## Requirement
Could you repeat the records below exactly, leaving the pictures out?

## The data
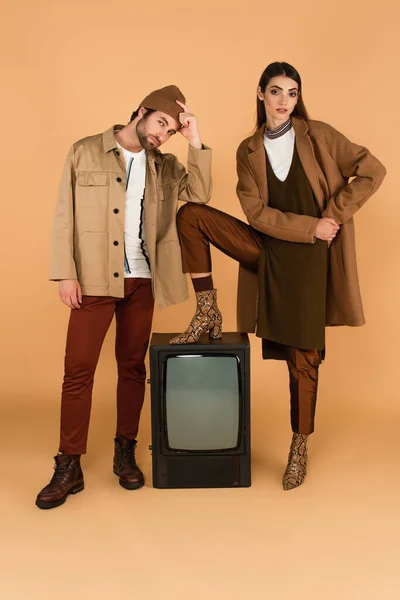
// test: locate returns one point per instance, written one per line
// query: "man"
(115, 249)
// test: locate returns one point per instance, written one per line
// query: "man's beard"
(141, 133)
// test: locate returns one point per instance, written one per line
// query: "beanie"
(164, 101)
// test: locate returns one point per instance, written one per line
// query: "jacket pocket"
(91, 191)
(91, 178)
(163, 191)
(92, 259)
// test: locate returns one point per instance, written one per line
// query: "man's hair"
(135, 114)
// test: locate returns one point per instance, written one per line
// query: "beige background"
(72, 68)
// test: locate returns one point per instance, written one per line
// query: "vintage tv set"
(200, 411)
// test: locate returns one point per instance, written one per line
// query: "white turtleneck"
(280, 153)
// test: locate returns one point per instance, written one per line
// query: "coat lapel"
(258, 162)
(306, 154)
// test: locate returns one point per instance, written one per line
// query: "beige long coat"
(90, 215)
(329, 160)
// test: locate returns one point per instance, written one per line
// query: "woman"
(297, 259)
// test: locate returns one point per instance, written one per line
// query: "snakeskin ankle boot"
(206, 318)
(297, 463)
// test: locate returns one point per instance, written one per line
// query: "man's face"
(155, 129)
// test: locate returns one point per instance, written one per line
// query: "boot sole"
(46, 505)
(128, 486)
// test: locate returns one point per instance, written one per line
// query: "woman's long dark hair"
(273, 70)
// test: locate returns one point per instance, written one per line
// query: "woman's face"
(280, 97)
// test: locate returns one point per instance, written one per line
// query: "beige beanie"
(164, 100)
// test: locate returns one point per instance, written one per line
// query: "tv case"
(200, 468)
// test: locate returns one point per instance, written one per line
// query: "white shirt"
(280, 153)
(135, 241)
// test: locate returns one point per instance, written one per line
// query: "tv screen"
(202, 402)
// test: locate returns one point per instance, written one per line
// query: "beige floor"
(335, 537)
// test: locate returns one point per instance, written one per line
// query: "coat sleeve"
(282, 225)
(195, 185)
(352, 161)
(62, 263)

## Result of this exercise
// test: locate returns one point per instance, written one per line
// query: "man"
(115, 249)
// test: locate returns one point per instance, written one per line
// query: "man's beard"
(141, 133)
// test: locate returns one point per instance, written one per line
// query: "beanie"
(164, 101)
// test: locate returns one point per instance, written one per line
// query: "jacket pocket"
(91, 191)
(91, 178)
(163, 191)
(92, 259)
// test: locate returns one point per instance, written one per line
// query: "man's hair"
(135, 114)
// test: locate returns one point per instance, written one per line
// query: "beige background"
(72, 68)
// test: locate returns one point per instance, written one per line
// query: "vintage tv set"
(200, 411)
// test: locate returns one point per instance, written one per line
// query: "white turtleneck"
(280, 153)
// test: locate returns one point per instance, written one per line
// query: "coat lapel"
(258, 162)
(306, 154)
// test: locate returns one point per instance, written one per line
// query: "beige long coat"
(90, 215)
(329, 160)
// test: locate returns one point per instance, written one per line
// query: "woman"
(297, 259)
// test: locate returns one point per instance, written one per line
// query: "snakeskin ankle boot"
(206, 318)
(297, 463)
// test: locate returns one point per instance, written one per line
// query: "man's face"
(155, 129)
// test: locate returns one point per instance, written one per line
// query: "boot sole"
(46, 505)
(128, 486)
// test: locate returns one point per instance, written one per line
// query: "woman's long dark hair"
(273, 70)
// test: locate returns one point per instance, written one per line
// query: "woman's face"
(280, 97)
// test: locate returns one point per instance, written one per line
// query: "beige beanie"
(164, 100)
// test: locate returns one point per instance, written one per line
// query: "tv case"
(200, 468)
// test: locate returns one point per instance, written one per line
// query: "white shirt"
(280, 153)
(135, 241)
// test: locate returns one point per instance, written one per line
// query: "tv screen"
(202, 402)
// test: locate returns one point per instance, written one per line
// query: "beige floor"
(335, 537)
// test: locate returns one point per instance, written one per line
// query: "coat sleeve"
(282, 225)
(195, 185)
(352, 161)
(62, 263)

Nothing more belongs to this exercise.